EXERCISE SET>
(a) Using the court opinion excerpt, decide whether each statement agrees with it: (i) The radio call sent Officer Riley to the area of Harbell Terrace and Leonard Street. (ii) Riley recognized none of the youths on the corner. (iii) Riley thought the defendant was hiding a bottle of beer. Answer yes or no for each and quote the exact words from the excerpt that decide it.
(b) Condense the paragraph of the court opinion excerpt that begins "Officer Jerome Riley of the Boston police" into a short list that keeps its main facts.
(c) Carry on the court opinion excerpt from the point where it stops.

Commonwealth v. Moscat

49 Mass. App. Ct. 622 | Mass. App. Ct. | 2000

Lead Opinion

Greenberg, J.

Officer Jerome Riley of the Boston police, while on routine patrol in the Fields Corner (Dorchester) neighborhood of Boston at 10 p.m., April 22, 1998, got a radio call directing him to the area of Harbell Terrace and Leonard Street. Rowdy youths were drinking and causing a ruckus. This was not the first time he had visited that area on such a complaint. As he drew close to the intersection of Leonard and Duncan Streets, he observed a group of five or six “kids” on the comer, most of whom he recognized “by face.” Standing tall at their feet were five or six bottles, some still with beer inside. Bringing his police car alongside the group, Riley told them to leave. One of those who left on his admonition was the defendant, Moscat. Fie was on a bicycle, and Riley saw him struggling to turn it. As he watched the defendant maneuver it around and ride off with some difficulty up Duncan Street, Ri*623ley noticed that the defendant had only one hand on the handlebars. He was bent over to the left, holding his left hand close to his body as if to conceal something. Riley followed and asked him to stop. “What are you holding] — what are you concealing down there?” he asked. Suspecting a bottle of beer, Riley began to reach his hand toward the left side of the defendant’s shirt. To his surprise, a .32 caliber revolver clanked to the ground.

RECORDED INFORMATION>
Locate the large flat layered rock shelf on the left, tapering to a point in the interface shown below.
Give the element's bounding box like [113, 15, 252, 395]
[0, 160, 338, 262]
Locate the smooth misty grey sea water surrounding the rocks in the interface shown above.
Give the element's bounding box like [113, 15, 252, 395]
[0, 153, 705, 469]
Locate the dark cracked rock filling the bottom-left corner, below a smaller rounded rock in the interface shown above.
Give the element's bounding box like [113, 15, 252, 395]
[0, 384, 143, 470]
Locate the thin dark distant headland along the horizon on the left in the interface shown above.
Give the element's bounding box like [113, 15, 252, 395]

PER-TASK ANSWERS>
(a)
(i) Yes: "directing him to the area of Harbell Terrace and Leonard Street."
(ii) No: "most of whom he recognized"
(iii) Yes: "Suspecting a bottle of beer"

(b)
- At 10 p.m. on April 22, 1998, Boston police officer Jerome Riley was on routine patrol in the Fields Corner (Dorchester) neighborhood.
- A radio call sent him to Harbell Terrace and Leonard Street, where rowdy youths were drinking and causing a ruckus. He had been called to that area for similar complaints before.
- At Leonard and Duncan Streets he found five or six youths, most of whom he recognized by face, with five or six bottles at their feet, some still holding beer.
- Riley told the group to leave. The defendant, Moscat, rode off up Duncan Street on a bicycle and had trouble turning it.
- Moscat had only one hand on the handlebars. He was bent to the left, holding his left hand close to his body as if hiding something.
- Riley followed, told him to stop, and asked what he was concealing.
- Riley suspected a bottle of beer and reached toward the left side of Moscat's shirt. A .32 caliber revolver fell to the ground.

(c)
As a result of this encounter, the defendant was charged with unlawful possession of a firearm (G. L. c. 269, § 10[a]) and possession of ammunition without the requisite firearm identification card (G. L. c. 269, § 10[h]; G. L. c. 140, § 129C). He moved in the District Court to suppress the weapon discovered during the stop. His motion failed. After trial and conviction on both offenses, the defendant appeals, bringing up for review the refusal to suppress.

To return to the details of the stop and subsequent events, we draw the essential facts from the judge’s findings, with amplification from the record. Riley recognized most of the young people and knew some by name but not the defendant. Riley did not intend to arrest any of them. He merely told them to leave the area and warned them of the consequences should he be compelled to return to the comer that evening. While the others simply grumbled a little and then dispersed empty-handed, the judge found that Riley “reasonably believed that the defendant was secreting alcohol under his shirt.”

The judge ruled that Riley was justified in reaching out to pat frisk the defendant under the holding of Terry v. Ohio, 392 U.S. 1 (1968), because of the “accumulated factors and a reasonable concern for his personal safety.” Further, the judge thought that Riley’s limited intrusion was proportional to the degree of suspicion that prompted the stop. She concluded that, without contact, the pat frisk had not actually been conducted before probable cause was established by the appearance of the gun.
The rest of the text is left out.